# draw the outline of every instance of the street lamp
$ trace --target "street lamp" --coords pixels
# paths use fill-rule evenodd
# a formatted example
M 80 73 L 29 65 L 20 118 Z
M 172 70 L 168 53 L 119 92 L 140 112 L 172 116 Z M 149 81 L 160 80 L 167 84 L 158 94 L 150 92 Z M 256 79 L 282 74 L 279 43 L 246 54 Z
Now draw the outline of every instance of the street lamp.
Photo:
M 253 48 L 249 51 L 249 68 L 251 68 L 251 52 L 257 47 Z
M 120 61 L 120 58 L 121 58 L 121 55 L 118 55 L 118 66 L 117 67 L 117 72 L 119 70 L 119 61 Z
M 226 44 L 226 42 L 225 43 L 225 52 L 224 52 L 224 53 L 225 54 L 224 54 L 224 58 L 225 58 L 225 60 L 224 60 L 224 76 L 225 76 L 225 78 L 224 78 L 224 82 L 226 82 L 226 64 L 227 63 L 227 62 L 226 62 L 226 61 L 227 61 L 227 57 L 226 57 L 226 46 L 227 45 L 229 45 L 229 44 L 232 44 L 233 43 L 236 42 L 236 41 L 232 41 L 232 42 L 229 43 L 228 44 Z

______

**REQUEST**:
Rewrite all the entries above, swapping every "street lamp" for "lamp post" and changing nothing else.

**OUTPUT OF THE TASK**:
# draw the outline of every instance of the lamp post
$ trace --target "lamp post" --coords pixels
# paths use fill-rule evenodd
# a formatted example
M 80 73 L 29 65 L 20 118 Z
M 172 70 L 168 53 L 119 92 L 140 112 L 172 116 Z M 149 81 L 160 80 L 167 84 L 158 94 L 150 92 Z M 256 79 L 282 74 L 279 43 L 246 54 Z
Now draw the outline of every instance of the lamp post.
Photo:
M 253 48 L 249 51 L 249 68 L 251 68 L 251 52 L 257 47 Z
M 120 61 L 120 58 L 121 58 L 121 55 L 118 55 L 118 66 L 117 67 L 117 72 L 119 70 L 119 61 Z
M 226 44 L 226 42 L 225 43 L 225 52 L 224 52 L 224 53 L 225 54 L 224 54 L 224 58 L 225 58 L 225 60 L 224 60 L 224 76 L 225 76 L 225 78 L 224 78 L 224 82 L 226 82 L 226 64 L 227 63 L 227 62 L 226 62 L 226 61 L 227 61 L 227 57 L 226 57 L 226 46 L 227 45 L 229 45 L 229 44 L 232 44 L 233 43 L 236 42 L 236 41 L 232 41 L 232 42 L 229 43 L 228 44 Z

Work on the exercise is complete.